= Your instructions =
Please copy out the notes below on Sara Jaffe's article about queer time and adulting, word for word and in full.

= Passage provided =

Sara Jaffe's article on Jstor daily - Queer Time: The Alternative to "Adulting". January 10, 2018.

    • Adulting (the verb form of the word adult) speaks about a series of behaviours associated with adulthood: Get a job, become financially stable, get married, buy a house, have kids...
    • For whom are those goals accessible? For whom are they a matter not of choice but of economic reality?
    • Sociologist Pamela Aronson suggests that these behaviours are based on outdated assumptions about class and gender.

"Queer lives are notable for their lack of chrononormativity, starting in childhood."

    • Jack Halberstam in his book In a Queer Time and Place argues that the queer experience of time and space in a heteronormative society is inflicted with time-warping experiences like coming out, medical transitions, and generation-defining tragedies (like the AIDS epidemic) that ultimately change how queer people relate to adulting.
    • "The concept of queer time offers an alternative to the notion that one ought to discontinue particular practices or behaviours simply because one has aged out of them."
    • "In The Queer Child, or Growing Sideways in the Twentieth Century, the literature and gender scholar Kathryn Bond Stockton suggests that the very ways we understand growth are predicated on a legible and linear concept of maturation that many queer kids do not experience."

= Raw data =
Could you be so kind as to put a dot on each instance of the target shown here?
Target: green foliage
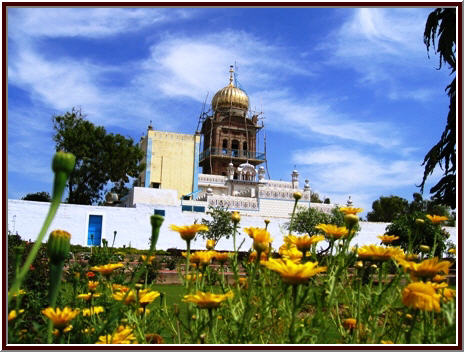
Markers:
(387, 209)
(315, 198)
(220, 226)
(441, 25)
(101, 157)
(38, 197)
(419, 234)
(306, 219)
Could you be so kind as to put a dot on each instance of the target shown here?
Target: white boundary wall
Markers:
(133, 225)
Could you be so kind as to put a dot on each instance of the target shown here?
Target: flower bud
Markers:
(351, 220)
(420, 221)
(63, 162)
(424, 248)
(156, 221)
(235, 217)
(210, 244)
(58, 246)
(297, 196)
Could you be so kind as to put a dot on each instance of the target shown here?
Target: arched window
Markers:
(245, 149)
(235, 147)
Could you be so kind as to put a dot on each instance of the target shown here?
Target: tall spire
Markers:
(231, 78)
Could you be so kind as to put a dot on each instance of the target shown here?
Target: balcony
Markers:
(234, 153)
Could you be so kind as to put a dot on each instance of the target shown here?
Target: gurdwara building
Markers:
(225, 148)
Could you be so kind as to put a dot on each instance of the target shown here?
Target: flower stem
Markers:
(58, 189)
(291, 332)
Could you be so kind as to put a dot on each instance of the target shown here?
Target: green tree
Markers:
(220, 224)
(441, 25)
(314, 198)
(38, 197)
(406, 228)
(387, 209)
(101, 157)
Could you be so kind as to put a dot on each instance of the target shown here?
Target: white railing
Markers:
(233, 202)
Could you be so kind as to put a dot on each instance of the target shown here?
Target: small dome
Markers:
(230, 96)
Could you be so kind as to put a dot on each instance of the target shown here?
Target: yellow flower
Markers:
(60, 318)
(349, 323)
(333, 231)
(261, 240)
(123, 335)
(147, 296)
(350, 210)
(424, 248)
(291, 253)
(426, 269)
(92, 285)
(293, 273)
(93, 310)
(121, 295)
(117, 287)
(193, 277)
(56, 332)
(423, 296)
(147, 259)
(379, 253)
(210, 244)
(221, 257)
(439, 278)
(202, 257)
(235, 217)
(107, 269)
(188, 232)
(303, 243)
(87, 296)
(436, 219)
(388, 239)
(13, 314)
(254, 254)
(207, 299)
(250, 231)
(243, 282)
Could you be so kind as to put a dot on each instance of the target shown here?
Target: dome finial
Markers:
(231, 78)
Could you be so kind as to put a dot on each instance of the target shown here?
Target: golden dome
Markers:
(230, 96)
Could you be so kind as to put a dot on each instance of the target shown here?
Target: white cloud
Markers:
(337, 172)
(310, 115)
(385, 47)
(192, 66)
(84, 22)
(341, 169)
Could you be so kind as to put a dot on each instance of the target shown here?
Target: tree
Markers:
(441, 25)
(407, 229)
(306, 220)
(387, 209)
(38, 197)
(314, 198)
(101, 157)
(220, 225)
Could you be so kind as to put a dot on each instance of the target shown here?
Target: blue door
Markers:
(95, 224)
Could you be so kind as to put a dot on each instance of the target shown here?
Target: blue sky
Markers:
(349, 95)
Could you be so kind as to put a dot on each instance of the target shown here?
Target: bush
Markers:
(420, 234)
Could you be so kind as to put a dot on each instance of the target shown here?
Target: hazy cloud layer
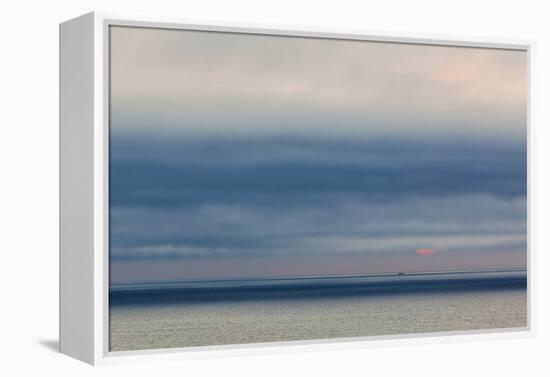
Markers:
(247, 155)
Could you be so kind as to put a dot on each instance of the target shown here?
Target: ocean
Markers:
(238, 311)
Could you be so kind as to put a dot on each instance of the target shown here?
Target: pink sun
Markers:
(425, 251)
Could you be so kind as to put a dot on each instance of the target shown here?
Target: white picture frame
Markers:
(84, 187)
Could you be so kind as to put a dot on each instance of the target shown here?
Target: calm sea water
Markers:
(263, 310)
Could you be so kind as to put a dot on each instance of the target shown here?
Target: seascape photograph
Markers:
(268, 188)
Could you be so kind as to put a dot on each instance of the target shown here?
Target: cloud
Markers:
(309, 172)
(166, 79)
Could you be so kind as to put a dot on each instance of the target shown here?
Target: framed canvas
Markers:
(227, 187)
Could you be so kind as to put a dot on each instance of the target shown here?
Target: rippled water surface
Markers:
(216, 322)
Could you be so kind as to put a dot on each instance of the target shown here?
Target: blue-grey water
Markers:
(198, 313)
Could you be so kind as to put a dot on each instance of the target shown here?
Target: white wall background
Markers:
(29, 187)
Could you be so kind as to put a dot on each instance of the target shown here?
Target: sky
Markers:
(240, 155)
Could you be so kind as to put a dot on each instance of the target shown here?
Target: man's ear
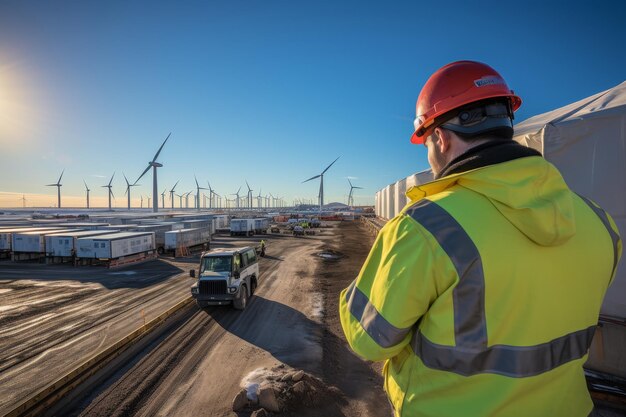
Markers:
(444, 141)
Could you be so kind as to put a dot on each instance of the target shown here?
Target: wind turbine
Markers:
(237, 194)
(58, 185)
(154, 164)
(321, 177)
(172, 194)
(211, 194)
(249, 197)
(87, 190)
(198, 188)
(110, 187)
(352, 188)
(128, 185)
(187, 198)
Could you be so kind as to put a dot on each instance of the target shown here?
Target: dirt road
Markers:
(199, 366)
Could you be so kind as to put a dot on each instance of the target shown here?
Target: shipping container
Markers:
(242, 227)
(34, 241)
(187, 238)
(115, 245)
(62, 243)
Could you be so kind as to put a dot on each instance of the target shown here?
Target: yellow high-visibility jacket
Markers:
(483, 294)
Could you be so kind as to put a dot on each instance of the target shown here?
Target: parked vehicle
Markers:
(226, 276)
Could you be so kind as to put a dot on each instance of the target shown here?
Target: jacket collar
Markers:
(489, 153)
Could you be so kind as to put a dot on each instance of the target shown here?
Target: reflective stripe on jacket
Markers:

= Task solution =
Sara Jaffe's article on Jstor daily - Queer Time: The Alternative to "Adulting". January 10, 2018.

    • Adulting (the verb form of the word adult) speaks about a series of behaviours associated with adulthood: Get a job, become financially stable, get married, buy a house, have kids...
    • For whom are those goals accessible? For whom are they a matter not of choice but of economic reality?
    • Sociologist Pamela Aronson suggests that these behaviours are based on outdated assumptions about class and gender.

"Queer lives are notable for their lack of chrononormativity, starting in childhood."

    • Jack Halberstam in his book In a Queer Time and Place argues that the queer experience of time and space in a heteronormative society is inflicted with time-warping experiences like coming out, medical transitions, and generation-defining tragedies (like the AIDS epidemic) that ultimately change how queer people relate to adulting.
    • "The concept of queer time offers an alternative to the notion that one ought to discontinue particular practices or behaviours simply because one has aged out of them."
    • "In The Queer Child, or Growing Sideways in the Twentieth Century, the literature and gender scholar Kathryn Bond Stockton suggests that the very ways we understand growth are predicated on a legible and linear concept of maturation that many queer kids do not experience."